■ Task material ■
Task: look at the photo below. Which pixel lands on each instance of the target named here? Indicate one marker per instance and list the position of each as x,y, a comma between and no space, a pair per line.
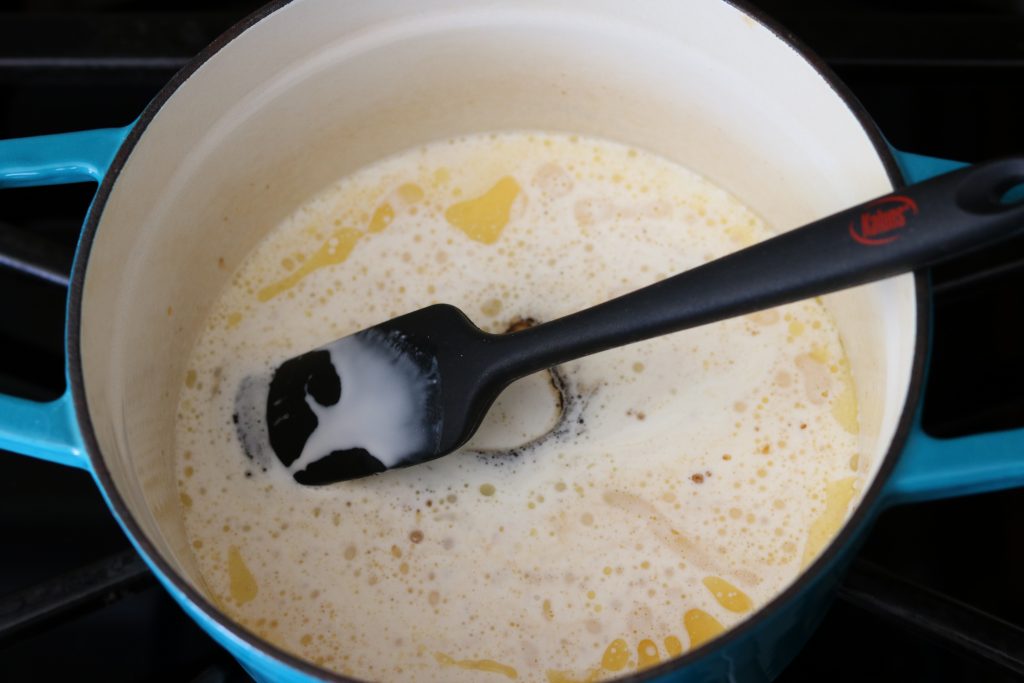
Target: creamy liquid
683,483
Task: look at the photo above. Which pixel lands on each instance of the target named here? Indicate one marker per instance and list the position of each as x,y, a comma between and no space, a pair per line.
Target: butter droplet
242,583
701,627
484,217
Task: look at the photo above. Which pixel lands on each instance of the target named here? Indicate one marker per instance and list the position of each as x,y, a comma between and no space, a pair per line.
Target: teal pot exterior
916,468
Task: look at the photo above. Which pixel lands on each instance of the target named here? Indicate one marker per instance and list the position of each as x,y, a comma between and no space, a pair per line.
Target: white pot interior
320,88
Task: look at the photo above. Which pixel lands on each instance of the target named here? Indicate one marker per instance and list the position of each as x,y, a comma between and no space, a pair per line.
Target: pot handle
48,430
934,468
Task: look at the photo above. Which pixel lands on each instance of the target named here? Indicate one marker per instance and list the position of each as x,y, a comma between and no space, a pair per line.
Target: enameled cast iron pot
303,92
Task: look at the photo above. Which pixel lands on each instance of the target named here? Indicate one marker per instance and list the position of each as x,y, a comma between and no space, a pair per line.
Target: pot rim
854,526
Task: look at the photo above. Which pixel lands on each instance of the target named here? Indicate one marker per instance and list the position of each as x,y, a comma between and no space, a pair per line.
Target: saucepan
302,92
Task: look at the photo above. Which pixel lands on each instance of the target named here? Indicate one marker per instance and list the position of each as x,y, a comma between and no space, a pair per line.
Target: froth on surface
702,470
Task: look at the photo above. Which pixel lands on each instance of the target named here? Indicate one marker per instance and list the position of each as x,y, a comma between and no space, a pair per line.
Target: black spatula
417,387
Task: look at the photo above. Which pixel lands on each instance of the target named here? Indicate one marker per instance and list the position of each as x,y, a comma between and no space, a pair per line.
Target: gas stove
936,593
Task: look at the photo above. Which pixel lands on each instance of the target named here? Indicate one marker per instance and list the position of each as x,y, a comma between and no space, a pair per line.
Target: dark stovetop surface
940,78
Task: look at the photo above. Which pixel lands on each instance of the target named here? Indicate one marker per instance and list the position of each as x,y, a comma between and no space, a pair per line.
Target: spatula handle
915,226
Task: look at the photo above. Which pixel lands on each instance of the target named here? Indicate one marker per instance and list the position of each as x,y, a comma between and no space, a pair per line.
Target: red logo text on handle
877,222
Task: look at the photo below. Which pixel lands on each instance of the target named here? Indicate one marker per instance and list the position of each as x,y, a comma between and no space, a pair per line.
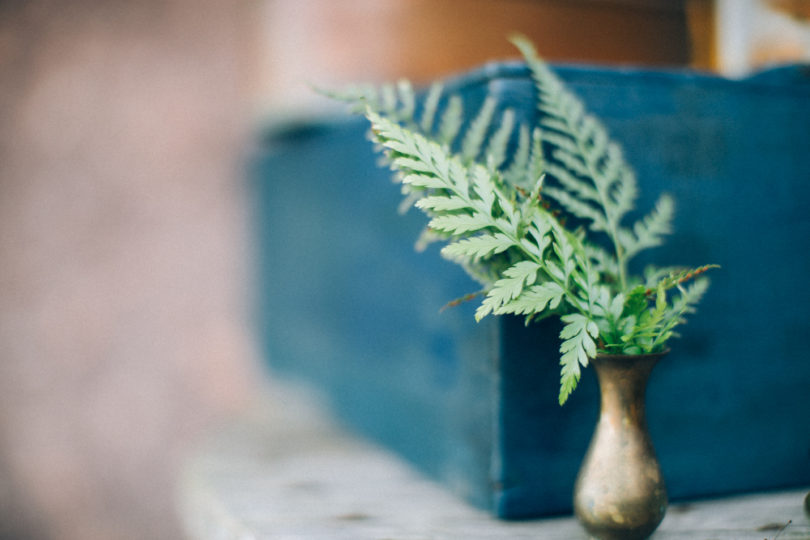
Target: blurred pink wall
123,256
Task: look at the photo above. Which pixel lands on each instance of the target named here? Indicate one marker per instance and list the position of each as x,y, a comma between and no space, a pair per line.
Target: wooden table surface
284,470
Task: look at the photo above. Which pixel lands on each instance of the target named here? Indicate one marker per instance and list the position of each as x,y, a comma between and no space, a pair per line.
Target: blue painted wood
345,302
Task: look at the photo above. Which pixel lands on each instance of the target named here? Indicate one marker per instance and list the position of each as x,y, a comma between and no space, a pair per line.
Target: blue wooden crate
345,302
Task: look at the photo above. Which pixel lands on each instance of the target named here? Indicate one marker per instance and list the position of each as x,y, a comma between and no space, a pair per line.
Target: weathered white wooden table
286,472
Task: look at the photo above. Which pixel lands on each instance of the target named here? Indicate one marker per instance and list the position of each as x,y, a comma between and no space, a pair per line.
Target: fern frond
477,247
578,346
648,231
429,108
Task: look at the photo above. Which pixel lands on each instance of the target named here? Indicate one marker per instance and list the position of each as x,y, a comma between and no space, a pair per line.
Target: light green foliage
502,214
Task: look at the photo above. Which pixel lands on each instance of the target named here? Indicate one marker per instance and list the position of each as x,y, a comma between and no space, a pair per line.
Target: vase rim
611,356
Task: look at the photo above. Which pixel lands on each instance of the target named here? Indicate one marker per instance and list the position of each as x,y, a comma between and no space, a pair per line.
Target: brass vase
619,492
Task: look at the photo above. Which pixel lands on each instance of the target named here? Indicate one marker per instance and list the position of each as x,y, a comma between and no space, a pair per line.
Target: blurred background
125,240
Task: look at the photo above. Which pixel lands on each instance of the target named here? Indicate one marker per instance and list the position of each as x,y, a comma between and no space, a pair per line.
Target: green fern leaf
648,231
499,141
477,131
505,289
578,346
451,121
534,300
477,247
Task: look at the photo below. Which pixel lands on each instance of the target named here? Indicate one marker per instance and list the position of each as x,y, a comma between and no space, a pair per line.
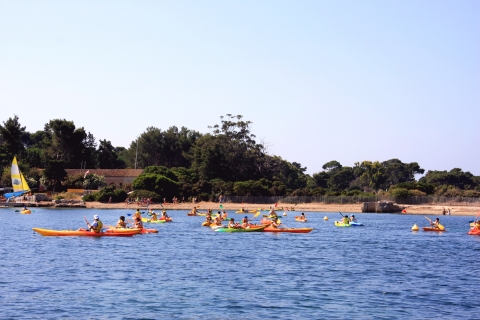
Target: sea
382,270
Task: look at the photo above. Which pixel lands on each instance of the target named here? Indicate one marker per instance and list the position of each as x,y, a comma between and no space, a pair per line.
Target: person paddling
96,225
137,223
137,214
121,224
245,222
153,217
435,224
232,224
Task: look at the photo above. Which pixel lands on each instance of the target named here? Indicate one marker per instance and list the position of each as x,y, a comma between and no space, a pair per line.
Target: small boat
356,224
265,222
84,233
474,231
291,230
146,220
433,229
127,230
250,229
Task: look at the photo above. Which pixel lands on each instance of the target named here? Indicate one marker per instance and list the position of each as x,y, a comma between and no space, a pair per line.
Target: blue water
381,271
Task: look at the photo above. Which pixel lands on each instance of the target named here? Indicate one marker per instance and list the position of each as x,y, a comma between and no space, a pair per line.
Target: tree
11,144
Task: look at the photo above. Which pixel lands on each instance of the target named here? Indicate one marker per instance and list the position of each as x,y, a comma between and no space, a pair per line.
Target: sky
320,80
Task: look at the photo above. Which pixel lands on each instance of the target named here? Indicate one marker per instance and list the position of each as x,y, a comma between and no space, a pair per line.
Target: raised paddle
441,227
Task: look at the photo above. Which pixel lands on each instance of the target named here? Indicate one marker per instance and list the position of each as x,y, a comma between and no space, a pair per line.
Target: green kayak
341,224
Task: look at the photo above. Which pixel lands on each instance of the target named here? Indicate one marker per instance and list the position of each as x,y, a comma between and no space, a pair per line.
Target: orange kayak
291,230
474,231
127,230
266,222
85,233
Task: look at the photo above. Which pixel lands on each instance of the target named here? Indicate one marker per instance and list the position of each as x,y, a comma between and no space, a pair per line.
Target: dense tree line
227,160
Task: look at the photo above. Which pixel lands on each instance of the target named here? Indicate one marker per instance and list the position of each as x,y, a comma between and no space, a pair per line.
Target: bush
146,194
89,197
399,193
117,195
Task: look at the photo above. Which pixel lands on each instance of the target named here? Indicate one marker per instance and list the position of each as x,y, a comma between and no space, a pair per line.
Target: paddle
439,225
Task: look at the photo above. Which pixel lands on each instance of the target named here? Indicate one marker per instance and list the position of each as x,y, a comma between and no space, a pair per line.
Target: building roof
107,172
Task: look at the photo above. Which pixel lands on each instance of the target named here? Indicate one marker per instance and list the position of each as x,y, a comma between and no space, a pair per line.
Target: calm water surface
381,271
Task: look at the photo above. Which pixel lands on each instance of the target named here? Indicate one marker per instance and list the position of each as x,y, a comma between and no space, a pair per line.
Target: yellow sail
18,180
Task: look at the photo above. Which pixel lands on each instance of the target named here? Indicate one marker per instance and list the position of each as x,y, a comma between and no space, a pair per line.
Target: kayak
85,233
265,222
156,221
433,229
341,224
120,230
291,230
356,224
474,231
251,229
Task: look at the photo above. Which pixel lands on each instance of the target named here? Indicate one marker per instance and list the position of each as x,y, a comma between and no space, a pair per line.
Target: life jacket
98,228
121,224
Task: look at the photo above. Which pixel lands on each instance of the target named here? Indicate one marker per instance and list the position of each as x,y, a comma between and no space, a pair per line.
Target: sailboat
19,183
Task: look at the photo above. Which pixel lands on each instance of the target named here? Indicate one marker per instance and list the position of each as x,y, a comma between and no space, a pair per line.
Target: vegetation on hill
184,163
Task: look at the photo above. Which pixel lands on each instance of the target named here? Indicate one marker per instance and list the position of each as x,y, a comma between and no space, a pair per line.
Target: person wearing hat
245,222
232,224
121,224
96,226
137,214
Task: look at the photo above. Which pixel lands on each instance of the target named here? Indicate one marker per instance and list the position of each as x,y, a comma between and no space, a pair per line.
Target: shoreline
431,209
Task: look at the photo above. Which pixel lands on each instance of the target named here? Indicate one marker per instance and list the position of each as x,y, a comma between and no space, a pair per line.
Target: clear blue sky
320,80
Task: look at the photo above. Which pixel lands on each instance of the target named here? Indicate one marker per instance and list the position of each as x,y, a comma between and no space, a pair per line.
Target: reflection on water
382,270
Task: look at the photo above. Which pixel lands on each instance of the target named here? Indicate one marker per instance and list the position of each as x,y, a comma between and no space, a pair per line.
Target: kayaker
232,224
153,217
218,221
96,225
435,224
137,214
164,214
245,222
276,223
137,223
121,224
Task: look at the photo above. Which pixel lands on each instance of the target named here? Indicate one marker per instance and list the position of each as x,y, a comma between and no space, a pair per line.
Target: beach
431,209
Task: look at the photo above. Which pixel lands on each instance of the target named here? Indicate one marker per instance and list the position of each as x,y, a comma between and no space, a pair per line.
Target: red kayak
85,233
266,222
474,231
290,230
433,229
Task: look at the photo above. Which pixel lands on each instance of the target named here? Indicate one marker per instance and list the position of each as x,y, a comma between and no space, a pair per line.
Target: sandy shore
310,207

■ What is required ■
The answer must consist of the lines from the one with "Target: red kayak" through the final line of the entries above, exactly as they are, and nothing else.

■ Task solution ■
Target: red kayak
85,233
266,222
474,231
290,230
433,229
Task: look at the photo above. Which pixel lands on each instance of the target named here? Indicate one marker per instance and list the position of each as x,y, a comma between and no space, a pair per line.
Target: sandy shore
310,207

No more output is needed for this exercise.